#### [Data under study]

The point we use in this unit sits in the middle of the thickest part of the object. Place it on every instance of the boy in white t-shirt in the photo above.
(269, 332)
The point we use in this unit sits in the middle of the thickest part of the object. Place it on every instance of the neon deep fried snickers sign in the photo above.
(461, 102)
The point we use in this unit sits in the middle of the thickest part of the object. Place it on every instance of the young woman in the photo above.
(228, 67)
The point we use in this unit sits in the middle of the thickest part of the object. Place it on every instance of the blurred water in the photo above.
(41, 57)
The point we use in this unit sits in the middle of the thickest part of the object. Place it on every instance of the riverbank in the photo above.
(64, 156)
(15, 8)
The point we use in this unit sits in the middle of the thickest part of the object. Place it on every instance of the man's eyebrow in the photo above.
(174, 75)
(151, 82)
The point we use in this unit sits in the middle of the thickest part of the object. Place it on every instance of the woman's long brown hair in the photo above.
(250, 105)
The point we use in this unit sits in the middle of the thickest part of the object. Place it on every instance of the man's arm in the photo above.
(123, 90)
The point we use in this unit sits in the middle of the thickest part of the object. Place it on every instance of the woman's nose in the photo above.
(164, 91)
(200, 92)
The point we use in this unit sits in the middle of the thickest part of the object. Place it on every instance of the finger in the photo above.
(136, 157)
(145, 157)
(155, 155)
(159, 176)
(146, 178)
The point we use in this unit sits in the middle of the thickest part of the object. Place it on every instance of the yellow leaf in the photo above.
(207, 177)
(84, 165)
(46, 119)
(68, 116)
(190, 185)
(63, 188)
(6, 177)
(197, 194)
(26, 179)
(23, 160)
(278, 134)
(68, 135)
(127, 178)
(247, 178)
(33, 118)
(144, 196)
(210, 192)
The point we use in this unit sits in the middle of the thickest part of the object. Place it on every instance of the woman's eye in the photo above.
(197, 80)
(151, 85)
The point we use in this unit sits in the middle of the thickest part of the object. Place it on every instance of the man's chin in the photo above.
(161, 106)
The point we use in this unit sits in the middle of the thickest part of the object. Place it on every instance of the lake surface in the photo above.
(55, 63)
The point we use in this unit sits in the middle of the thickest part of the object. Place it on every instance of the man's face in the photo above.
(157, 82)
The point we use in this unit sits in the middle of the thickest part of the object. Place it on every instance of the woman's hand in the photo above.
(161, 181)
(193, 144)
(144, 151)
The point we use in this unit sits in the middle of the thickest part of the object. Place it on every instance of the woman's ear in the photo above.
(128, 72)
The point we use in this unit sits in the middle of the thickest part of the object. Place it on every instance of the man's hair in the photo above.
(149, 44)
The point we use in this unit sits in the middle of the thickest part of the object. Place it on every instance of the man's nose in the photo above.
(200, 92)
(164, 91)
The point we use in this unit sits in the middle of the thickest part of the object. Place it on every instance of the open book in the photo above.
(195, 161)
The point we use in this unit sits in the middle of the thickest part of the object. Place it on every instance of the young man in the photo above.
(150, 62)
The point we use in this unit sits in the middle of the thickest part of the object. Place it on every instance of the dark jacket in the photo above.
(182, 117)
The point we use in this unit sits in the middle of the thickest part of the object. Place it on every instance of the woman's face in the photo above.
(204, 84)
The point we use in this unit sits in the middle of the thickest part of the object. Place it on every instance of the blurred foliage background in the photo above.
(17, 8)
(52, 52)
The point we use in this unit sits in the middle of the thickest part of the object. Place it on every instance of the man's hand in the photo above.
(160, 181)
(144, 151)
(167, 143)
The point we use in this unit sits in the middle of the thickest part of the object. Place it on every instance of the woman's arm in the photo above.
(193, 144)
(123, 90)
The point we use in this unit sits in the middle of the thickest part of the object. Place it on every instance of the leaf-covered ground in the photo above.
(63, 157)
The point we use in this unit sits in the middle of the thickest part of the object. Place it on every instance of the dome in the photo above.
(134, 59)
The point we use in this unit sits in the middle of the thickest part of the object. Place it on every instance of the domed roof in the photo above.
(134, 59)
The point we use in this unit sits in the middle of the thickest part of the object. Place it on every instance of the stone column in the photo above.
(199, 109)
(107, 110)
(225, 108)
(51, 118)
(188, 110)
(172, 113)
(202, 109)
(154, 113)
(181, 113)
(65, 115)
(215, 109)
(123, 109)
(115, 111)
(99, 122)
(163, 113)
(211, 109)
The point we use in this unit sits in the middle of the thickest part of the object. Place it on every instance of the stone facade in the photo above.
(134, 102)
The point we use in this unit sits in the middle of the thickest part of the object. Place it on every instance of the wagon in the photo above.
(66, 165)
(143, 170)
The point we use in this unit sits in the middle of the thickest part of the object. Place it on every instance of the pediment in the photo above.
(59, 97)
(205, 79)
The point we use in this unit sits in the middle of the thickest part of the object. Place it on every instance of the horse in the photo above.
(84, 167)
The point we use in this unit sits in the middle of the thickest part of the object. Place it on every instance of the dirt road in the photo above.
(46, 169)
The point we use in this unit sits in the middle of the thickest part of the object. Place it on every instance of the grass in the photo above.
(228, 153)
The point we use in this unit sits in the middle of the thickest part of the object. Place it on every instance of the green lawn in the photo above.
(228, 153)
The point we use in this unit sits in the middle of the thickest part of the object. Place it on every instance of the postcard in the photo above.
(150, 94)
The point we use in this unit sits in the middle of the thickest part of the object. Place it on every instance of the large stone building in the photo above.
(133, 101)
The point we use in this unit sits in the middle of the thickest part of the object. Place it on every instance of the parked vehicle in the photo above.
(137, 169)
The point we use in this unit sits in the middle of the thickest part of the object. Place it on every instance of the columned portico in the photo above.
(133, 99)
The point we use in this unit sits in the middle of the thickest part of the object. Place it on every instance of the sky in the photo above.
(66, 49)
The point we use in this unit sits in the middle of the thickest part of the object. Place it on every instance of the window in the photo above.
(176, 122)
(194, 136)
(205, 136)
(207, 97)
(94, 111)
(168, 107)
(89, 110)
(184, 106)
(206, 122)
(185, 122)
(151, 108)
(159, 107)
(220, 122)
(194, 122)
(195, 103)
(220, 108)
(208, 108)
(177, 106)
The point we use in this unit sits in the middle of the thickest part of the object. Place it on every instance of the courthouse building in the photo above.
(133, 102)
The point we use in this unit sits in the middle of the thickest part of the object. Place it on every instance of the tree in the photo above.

#### [What is required]
Everything in the material above should be output exactly.

#### [Exercise result]
The point we use in this unit sits in the middle of the thickest part of the object. Place it on every instance of the boy in white t-shirt in the photo above.
(269, 332)
The point we use in this unit sits in the middle of the thickest part of the object. Place it on every instance of the neon deep fried snickers sign in the photo above.
(461, 102)
The point we use in this unit sits in the middle of the thickest part of the object. Place it on every instance of the young woman in the photo above.
(228, 67)
The point we use in this unit sits in the middle of the thickest part of the object. Place it on every instance of the blurred water in the photo above.
(41, 57)
The point we use in this unit sits in the middle of the thickest part of the object. Place it on every instance of the riverbank in the photo above.
(64, 156)
(15, 8)
The point we use in this unit sits in the middle of the thickest part of the object. Place it on every instance of the man's eyebrow in the photo above.
(174, 75)
(151, 82)
The point we use in this unit sits in the middle of the thickest part of the object. Place it on every instance of the woman's long brown hair in the photo above.
(250, 105)
The point we use in this unit sits in the middle of the thickest part of the object. Place it on every instance of the man's arm in the photo above.
(123, 90)
The point we use in this unit sits in the middle of the thickest part of the object. Place it on every instance of the woman's nose in the photo above.
(164, 91)
(200, 92)
The point we use in this unit sits in the middle of the thickest part of the object. Place it on every instance of the finger in the photo above.
(136, 157)
(145, 157)
(155, 155)
(159, 176)
(146, 178)
The point we use in this unit sits in the middle of the thickest part of the object. Place it on every instance of the yellow leaf in the photo above.
(207, 177)
(84, 165)
(46, 119)
(68, 116)
(190, 185)
(63, 188)
(6, 177)
(197, 194)
(26, 179)
(23, 160)
(278, 134)
(68, 135)
(127, 178)
(247, 178)
(33, 118)
(144, 196)
(210, 192)
The point we use in this unit sits in the middle of the thickest part of the object. Place it on every instance of the woman's eye in the photo above.
(197, 80)
(151, 85)
The point we use in this unit sits in the middle of the thickest part of the object. Place it on every instance of the man's chin in the photo above.
(161, 106)
The point we use in this unit sits in the middle of the thickest part of the object. Place it on every instance of the lake surface in the photo above.
(55, 63)
The point we use in this unit sits in the middle of the thickest part of the object. Place it on every instance of the man's face in the photo above.
(157, 82)
The point we use in this unit sits in the middle of the thickest part of the object. Place it on every instance of the woman's hand in the photo above.
(161, 181)
(193, 144)
(144, 151)
The point we use in this unit sits in the middle of the thickest part of the object. Place it on every instance of the woman's ear in the photo above.
(128, 72)
The point we use in this unit sits in the middle of the thickest part of the object. Place it on every instance of the man's hair in the photo above.
(149, 44)
The point we use in this unit sits in the middle of the thickest part of the object. Place it on every instance of the man's nose in the photo above.
(200, 92)
(164, 91)
The point we use in this unit sits in the middle of the thickest part of the object. Place it on every instance of the open book in the photo above.
(195, 161)
The point we use in this unit sits in the middle of the thickest part of the object. Place it on every instance of the young man in the photo above.
(150, 62)
The point we use in this unit sits in the middle of the thickest part of the object. Place it on every instance of the dark jacket in the photo above.
(182, 117)
The point we use in this unit sits in the middle of the thickest part of the object. Place it on every instance of the woman's face in the photo above.
(204, 84)
The point we use in this unit sits in the middle of the thickest part of the object. Place it on every instance of the blurred foliage background in the photo above.
(17, 8)
(52, 52)
The point we use in this unit sits in the middle of the thickest part of the object. Place it on every instance of the man's hand in the photo above.
(160, 181)
(144, 151)
(167, 143)
The point we use in this unit sits in the middle of the thickest part of the object. Place it on every instance of the woman's arm in the photo above.
(193, 144)
(123, 90)
The point we use in this unit sits in the middle of the thickest part of the object. Place it on every instance of the leaf-covered ground in the photo above.
(63, 157)
The point we use in this unit sits in the middle of the thickest part of the object. Place it on every instance of the dome in the photo above.
(134, 59)
The point we use in this unit sits in the middle of the thickest part of the object. Place it on every instance of the domed roof in the photo above.
(134, 59)
The point we use in this unit sits in the middle of the thickest part of the object. Place it on every instance of the stone column in the photo above.
(199, 109)
(107, 110)
(225, 108)
(51, 118)
(188, 110)
(172, 113)
(202, 109)
(154, 113)
(181, 113)
(65, 115)
(215, 109)
(123, 109)
(115, 111)
(99, 122)
(163, 113)
(211, 109)
The point we use in this unit sits in the middle of the thickest part of the object. Place it on every instance of the stone facade in the photo above.
(134, 102)
The point we use in this unit sits in the middle of the thickest part of the object. Place it on every instance of the wagon in the photo above.
(66, 165)
(143, 170)
The point we use in this unit sits in the middle of the thickest part of the object. Place it on every instance of the pediment in the photo above.
(59, 97)
(205, 79)
The point we use in this unit sits in the middle of the thickest part of the object. Place it on every instance of the horse in the photo above.
(84, 167)
The point we use in this unit sits in the middle of the thickest part of the object. Place it on every instance of the dirt road in the photo above.
(46, 169)
The point we use in this unit sits in the middle of the thickest part of the object. Place it on every instance of the grass in the photo above.
(228, 153)
The point we use in this unit sits in the middle of the thickest part of the object. Place it on every instance of the green lawn in the photo above.
(228, 153)
The point we use in this unit sits in the middle of the thickest part of the object. Place it on every instance of the postcard in the photo above.
(150, 94)
The point we use in this unit sits in the middle of the thickest part of the object. Place it on every instance of the large stone building in the photo above.
(133, 101)
The point we use in this unit sits in the middle of the thickest part of the object. Place it on every instance of the parked vehicle in the photo above.
(137, 169)
The point we use in this unit sits in the middle of the thickest part of the object. Place it on every instance of the columned portico in the photo above.
(133, 99)
The point we use in this unit sits in the middle of the thickest part of the object. Place it on every instance of the sky in the photo above.
(66, 49)
The point we use in this unit sits in the middle of the thickest part of the object. Place it on every instance of the window in the photo above.
(176, 122)
(194, 136)
(205, 136)
(207, 97)
(94, 111)
(168, 107)
(89, 110)
(184, 106)
(206, 122)
(185, 122)
(151, 108)
(159, 107)
(220, 122)
(194, 122)
(195, 103)
(220, 108)
(208, 108)
(177, 106)
The point we use in this unit sits in the middle of the thickest part of the object. Place it on every instance of the courthouse building in the photo above.
(133, 102)
The point we use in this unit sits in the middle of the thickest part of the object. Place it on every instance of the tree in the photo above.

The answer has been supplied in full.